That being said, what happens when you give a genuinely genius fantasy director a shit film? The answer is “Harry Potter and the Order of the Phoenix”.

To begin my descent into chagrin and deafening fury, we are given the beautiful tableaux or the playground from “Terminator 2” and for some reason, the chaffiest Dudley Dursely.


I physically threw things at my television when his idiot face showed up.

With yet another lack of an explanation as to how the Dursleys even let him in the house again after Harry technically victimized their horrible aunt, the teachers of Hogwarts decided that after a horrible trauma of watching a kid get killed by Hitler, oh also Hitler’s back now you guys, let’s send him to live in emotional solitary confinement all summer with limited protection.

We have a poorly written scene dealing with post traumatic stress disorder (PTSD), complete with a cruel child gay joke. It was so off tone for these films to do something like that, it really took me aback.

Thankfully Yates fought this transcendently horrible diatribe by testing the grounds of his new tone in the form of what he does best: magic.

————

■ TASKS ■
a) Answer these questions from the review:
(i) Which film does the review name as the answer to what happens when a genius fantasy director gets a bad film?
(ii) What did the writer do when Dudley's face showed up?
(iii) What condition does the poorly written scene deal with?
b) Copy the stretch of the review from "I physically threw" through "does best: magic.", swapping "television" for "TV screen".
c) List every noun that the word "horrible" describes in the review.
The lines that come next are separate material and are not part of the review.

■ SOURCE MATERIAL ■

————

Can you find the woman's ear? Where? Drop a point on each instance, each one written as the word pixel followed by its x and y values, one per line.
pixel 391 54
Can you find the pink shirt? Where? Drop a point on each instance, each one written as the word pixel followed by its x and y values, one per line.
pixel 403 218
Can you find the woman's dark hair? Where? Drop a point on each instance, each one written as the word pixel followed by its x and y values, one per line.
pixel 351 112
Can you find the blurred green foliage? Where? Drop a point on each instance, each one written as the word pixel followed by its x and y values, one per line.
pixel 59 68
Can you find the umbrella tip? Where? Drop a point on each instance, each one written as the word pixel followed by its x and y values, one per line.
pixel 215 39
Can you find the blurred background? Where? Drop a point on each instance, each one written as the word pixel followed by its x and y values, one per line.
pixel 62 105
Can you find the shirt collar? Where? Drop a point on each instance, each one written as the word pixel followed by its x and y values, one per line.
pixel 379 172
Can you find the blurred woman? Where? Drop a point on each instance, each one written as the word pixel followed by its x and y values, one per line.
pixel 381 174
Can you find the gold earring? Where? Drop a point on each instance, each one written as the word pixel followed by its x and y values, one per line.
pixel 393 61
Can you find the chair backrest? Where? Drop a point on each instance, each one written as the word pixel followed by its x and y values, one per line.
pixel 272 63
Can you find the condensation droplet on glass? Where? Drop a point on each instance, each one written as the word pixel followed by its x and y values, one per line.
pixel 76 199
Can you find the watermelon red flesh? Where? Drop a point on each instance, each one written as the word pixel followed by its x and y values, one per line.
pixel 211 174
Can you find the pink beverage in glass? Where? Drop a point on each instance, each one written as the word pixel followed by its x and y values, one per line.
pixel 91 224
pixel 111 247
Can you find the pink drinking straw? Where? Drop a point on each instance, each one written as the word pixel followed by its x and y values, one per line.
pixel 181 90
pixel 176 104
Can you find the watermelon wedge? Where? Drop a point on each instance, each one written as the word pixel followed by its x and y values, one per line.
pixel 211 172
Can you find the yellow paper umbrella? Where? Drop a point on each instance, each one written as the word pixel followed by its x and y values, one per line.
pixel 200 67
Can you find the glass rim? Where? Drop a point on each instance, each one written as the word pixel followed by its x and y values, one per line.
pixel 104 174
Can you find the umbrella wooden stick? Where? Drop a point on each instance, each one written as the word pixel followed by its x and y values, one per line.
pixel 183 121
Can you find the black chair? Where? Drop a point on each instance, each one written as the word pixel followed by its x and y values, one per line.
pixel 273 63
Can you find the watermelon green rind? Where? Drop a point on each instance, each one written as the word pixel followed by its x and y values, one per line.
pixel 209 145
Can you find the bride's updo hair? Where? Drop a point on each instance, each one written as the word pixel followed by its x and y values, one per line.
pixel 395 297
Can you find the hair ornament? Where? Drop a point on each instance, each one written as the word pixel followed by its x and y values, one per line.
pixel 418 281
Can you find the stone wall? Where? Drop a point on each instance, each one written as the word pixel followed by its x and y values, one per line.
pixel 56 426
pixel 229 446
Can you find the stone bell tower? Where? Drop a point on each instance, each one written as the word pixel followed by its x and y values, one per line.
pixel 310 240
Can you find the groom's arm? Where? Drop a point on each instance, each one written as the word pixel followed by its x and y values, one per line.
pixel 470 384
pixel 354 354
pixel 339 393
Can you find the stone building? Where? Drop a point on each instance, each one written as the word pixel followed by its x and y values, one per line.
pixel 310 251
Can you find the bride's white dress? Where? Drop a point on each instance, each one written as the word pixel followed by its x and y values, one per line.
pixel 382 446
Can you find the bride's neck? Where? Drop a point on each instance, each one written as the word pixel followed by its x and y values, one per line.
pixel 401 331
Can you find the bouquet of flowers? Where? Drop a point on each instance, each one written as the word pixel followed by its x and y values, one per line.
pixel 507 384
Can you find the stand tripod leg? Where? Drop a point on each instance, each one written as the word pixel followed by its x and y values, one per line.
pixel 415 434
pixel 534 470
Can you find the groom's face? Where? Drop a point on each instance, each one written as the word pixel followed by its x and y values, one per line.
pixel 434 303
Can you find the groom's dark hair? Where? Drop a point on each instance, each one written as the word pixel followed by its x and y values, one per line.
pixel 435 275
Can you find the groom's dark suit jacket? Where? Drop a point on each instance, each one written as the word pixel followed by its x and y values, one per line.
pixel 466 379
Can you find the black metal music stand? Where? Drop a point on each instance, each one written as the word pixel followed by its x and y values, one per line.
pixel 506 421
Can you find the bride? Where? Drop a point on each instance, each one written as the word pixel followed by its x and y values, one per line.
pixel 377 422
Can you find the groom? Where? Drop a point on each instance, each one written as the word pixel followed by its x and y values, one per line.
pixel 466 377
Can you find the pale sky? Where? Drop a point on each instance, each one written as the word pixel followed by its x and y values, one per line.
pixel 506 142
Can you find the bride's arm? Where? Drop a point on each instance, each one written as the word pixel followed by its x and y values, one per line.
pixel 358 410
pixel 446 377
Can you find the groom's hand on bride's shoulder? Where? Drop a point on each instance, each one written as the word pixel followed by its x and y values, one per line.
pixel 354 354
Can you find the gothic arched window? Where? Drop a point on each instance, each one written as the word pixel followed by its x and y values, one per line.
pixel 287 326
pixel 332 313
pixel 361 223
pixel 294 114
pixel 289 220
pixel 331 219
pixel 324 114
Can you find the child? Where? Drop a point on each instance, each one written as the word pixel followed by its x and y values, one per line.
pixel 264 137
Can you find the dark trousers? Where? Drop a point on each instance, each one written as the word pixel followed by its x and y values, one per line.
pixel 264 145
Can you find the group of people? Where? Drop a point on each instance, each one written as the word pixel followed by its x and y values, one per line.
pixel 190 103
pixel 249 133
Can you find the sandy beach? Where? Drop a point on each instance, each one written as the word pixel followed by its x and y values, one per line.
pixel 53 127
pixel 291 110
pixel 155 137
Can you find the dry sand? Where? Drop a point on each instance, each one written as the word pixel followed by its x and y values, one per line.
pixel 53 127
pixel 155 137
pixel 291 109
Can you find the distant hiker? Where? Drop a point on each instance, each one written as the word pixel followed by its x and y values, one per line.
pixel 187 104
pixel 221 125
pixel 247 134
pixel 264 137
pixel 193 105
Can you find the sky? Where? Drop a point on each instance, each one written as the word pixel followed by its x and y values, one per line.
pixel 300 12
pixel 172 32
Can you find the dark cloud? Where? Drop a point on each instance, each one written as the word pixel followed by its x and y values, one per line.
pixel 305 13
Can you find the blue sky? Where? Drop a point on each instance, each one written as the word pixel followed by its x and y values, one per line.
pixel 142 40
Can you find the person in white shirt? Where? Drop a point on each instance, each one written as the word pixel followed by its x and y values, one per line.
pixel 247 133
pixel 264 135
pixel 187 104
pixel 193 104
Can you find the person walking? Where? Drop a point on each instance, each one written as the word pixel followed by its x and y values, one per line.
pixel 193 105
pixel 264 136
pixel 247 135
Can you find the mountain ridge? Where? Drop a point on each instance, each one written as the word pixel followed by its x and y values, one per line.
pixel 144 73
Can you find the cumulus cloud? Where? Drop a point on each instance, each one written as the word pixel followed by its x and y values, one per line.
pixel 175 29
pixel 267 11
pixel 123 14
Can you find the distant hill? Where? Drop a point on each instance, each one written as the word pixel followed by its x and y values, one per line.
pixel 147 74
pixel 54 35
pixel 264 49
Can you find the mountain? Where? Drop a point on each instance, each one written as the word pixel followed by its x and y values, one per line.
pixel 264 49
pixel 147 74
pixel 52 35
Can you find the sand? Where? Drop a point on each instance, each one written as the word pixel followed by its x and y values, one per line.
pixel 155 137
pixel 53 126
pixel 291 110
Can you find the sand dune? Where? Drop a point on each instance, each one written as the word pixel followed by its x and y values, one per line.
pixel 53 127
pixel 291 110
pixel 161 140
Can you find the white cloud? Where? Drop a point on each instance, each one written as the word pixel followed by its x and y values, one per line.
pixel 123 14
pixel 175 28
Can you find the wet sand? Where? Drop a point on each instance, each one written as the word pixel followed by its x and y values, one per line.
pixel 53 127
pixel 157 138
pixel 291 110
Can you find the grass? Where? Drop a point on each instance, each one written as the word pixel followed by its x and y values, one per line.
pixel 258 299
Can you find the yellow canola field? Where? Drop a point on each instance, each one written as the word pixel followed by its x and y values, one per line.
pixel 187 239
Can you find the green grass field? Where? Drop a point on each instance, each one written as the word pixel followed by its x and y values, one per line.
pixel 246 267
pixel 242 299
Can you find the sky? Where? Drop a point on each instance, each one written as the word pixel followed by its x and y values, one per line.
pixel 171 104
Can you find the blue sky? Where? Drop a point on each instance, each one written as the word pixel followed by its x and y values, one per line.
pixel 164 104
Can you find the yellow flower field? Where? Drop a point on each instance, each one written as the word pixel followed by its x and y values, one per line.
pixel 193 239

————

■ SOLUTIONS TO THE PROBLEMS ■
a)
(i) "Harry Potter and the Order of the Phoenix"
(ii) The writer physically threw things at the television.
(iii) Post traumatic stress disorder (PTSD).

b)
I physically threw things at my TV screen when his idiot face showed up.

With yet another lack of an explanation as to how the Dursleys even let him in the house again after Harry technically victimized their horrible aunt, the teachers of Hogwarts decided that after a horrible trauma of watching a kid get killed by Hitler, oh also Hitler’s back now you guys, let’s send him to live in emotional solitary confinement all summer with limited protection.

We have a poorly written scene dealing with post traumatic stress disorder (PTSD), complete with a cruel child gay joke. It was so off tone for these films to do something like that, it really took me aback.

Thankfully Yates fought this transcendently horrible diatribe by testing the grounds of his new tone in the form of what he does best: magic.

c) aunt, trauma, diatribe